--- BEGIN ---

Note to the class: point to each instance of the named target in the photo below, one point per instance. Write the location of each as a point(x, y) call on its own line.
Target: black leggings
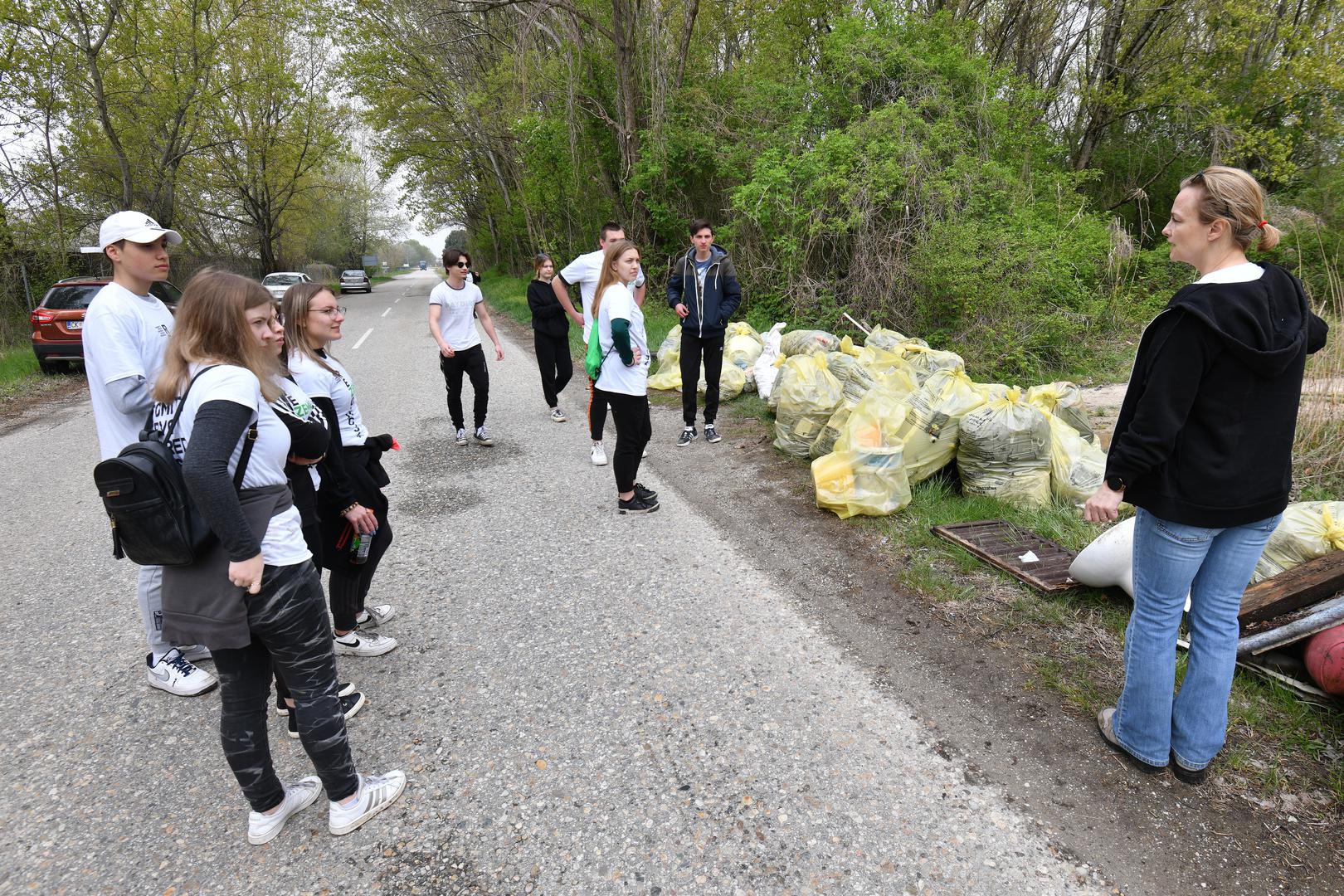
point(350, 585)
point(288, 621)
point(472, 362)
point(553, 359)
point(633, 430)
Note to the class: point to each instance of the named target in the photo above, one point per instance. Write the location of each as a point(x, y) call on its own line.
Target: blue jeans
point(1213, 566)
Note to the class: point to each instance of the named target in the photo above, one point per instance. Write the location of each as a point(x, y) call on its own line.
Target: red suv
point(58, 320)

--- END ---

Direction —
Rewrite all of the records above, swapping every "instance" for "occurrence" and leaving everything else unchanged. Don't include the pictures.

Worked solution —
Note to the class: point to each occurrence of the named target in the photo below, one point per occurrence. Write the location of each as a point(x, y) call on its own line.
Target: black leggings
point(350, 585)
point(288, 621)
point(472, 362)
point(553, 359)
point(633, 430)
Note to the class: point to each occurrence of the named target in the photo above, one point per occurrence. Write the location of each as a point(x, y) call on its own line.
Target: blue jeans
point(1213, 566)
Note to the class: point to each occurrence of the named target in the photo above, one point per occurrence. Write the location of each as a point(x, y) call on its own line.
Target: red suv
point(58, 320)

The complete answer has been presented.